-- START --

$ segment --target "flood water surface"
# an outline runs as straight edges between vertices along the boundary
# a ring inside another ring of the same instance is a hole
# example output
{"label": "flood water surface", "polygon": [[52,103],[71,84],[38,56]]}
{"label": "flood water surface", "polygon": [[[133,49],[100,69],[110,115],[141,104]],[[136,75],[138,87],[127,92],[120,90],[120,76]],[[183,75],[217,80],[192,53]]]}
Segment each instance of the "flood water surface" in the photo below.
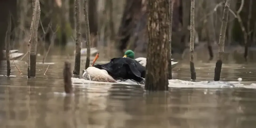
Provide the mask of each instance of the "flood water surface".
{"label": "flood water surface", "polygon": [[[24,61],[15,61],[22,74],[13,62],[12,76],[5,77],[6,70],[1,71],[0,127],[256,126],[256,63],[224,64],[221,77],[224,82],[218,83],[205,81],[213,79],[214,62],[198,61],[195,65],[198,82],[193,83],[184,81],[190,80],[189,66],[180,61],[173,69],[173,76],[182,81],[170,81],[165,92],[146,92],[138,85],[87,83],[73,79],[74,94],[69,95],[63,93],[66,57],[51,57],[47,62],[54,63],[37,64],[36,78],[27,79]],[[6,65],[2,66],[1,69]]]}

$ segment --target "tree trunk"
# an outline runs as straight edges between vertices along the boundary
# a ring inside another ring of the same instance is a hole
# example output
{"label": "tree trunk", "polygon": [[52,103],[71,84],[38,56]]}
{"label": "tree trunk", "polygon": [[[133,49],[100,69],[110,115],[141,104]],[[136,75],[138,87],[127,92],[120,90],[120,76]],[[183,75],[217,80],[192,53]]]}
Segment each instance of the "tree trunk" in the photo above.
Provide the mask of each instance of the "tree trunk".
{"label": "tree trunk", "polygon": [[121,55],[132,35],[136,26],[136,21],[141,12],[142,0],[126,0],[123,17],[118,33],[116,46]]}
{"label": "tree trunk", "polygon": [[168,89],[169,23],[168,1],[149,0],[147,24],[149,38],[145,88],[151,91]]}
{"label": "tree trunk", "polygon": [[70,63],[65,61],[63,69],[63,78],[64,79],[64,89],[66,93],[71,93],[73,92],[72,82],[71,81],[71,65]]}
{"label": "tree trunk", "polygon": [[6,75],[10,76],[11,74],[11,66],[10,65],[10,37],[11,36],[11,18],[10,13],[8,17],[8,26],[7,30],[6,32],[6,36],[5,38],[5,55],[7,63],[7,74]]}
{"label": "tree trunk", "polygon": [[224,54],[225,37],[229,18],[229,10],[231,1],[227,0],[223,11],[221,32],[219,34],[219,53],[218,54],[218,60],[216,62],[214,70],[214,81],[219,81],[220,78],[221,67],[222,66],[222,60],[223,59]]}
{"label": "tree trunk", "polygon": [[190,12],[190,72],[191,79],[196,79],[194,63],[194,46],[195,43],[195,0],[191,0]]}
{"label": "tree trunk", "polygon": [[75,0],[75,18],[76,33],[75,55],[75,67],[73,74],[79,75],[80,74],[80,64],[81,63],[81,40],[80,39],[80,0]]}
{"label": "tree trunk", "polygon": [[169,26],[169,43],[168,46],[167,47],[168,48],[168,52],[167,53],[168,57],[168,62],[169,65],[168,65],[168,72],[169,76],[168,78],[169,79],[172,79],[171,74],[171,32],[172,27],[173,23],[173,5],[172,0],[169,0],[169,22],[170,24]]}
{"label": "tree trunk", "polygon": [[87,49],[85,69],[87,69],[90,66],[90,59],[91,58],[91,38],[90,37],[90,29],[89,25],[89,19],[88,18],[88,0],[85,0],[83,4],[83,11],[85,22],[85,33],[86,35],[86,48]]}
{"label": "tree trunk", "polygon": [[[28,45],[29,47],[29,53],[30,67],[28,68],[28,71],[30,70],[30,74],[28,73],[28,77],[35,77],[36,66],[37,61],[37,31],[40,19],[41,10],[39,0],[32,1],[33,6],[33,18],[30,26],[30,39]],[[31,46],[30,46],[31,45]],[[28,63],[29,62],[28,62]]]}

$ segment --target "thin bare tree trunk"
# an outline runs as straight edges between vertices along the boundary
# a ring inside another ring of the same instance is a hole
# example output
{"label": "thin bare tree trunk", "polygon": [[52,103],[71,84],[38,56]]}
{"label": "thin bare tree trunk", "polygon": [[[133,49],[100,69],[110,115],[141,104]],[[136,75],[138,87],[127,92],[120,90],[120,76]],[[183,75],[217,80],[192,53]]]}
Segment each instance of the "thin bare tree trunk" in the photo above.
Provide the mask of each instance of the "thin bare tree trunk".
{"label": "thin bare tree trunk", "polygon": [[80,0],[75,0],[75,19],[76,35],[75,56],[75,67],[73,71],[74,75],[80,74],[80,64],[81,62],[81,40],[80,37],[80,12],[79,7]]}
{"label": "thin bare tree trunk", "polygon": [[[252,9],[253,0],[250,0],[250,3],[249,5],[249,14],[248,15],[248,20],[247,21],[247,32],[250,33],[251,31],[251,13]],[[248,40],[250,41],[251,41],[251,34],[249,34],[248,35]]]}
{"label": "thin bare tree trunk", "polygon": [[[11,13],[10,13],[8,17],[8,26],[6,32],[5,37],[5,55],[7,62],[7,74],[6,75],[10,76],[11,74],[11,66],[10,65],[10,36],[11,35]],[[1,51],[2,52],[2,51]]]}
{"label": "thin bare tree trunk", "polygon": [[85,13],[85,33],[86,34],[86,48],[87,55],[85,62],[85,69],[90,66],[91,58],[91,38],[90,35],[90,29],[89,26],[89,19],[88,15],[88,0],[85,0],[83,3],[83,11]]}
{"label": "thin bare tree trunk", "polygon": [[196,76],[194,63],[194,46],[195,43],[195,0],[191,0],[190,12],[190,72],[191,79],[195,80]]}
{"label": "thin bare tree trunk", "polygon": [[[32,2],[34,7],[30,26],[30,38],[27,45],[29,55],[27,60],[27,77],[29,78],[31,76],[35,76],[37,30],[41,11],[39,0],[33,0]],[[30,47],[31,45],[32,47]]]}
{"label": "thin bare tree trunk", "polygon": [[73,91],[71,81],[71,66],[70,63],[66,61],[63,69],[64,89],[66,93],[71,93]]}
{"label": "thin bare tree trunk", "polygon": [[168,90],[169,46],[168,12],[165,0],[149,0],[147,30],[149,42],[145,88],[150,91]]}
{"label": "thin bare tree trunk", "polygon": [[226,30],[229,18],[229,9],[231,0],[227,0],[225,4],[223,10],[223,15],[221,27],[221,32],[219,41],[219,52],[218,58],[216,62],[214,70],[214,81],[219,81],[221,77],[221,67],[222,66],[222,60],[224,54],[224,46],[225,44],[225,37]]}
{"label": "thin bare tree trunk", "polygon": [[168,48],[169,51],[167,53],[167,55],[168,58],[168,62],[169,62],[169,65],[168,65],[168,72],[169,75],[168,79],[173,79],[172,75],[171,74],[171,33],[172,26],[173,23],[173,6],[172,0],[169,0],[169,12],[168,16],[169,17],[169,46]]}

-- END --
-- START --

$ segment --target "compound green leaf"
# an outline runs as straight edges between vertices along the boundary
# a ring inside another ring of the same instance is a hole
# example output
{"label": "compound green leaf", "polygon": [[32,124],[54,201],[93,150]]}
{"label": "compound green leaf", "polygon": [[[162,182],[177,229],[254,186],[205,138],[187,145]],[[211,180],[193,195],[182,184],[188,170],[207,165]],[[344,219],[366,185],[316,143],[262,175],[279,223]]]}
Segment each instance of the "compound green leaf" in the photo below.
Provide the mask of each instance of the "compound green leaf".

-- END --
-- START --

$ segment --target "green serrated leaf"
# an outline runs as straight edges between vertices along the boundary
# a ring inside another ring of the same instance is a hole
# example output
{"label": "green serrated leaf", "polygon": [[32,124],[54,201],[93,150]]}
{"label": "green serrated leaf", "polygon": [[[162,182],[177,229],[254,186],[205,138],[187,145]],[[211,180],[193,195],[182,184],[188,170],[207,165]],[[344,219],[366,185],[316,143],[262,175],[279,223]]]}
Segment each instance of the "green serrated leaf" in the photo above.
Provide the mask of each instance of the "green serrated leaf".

-- END --

* **Work to do**
Gather every line of the data above that contains the string "serrated" and copy each one in full. Treat the match as case-sensitive.

* **Result for this exercise**
$ segment --target "green serrated leaf"
{"label": "green serrated leaf", "polygon": [[32,124],[54,201],[93,150]]}
{"label": "green serrated leaf", "polygon": [[[162,182],[177,229],[254,186],[205,138],[187,145]],[[211,180],[193,195],[182,184],[188,170],[207,165]],[[344,219],[366,185],[316,143],[262,175],[279,223]]]}
Segment each instance of the "green serrated leaf" in the photo above.
Provide the mask of each instance of the "green serrated leaf".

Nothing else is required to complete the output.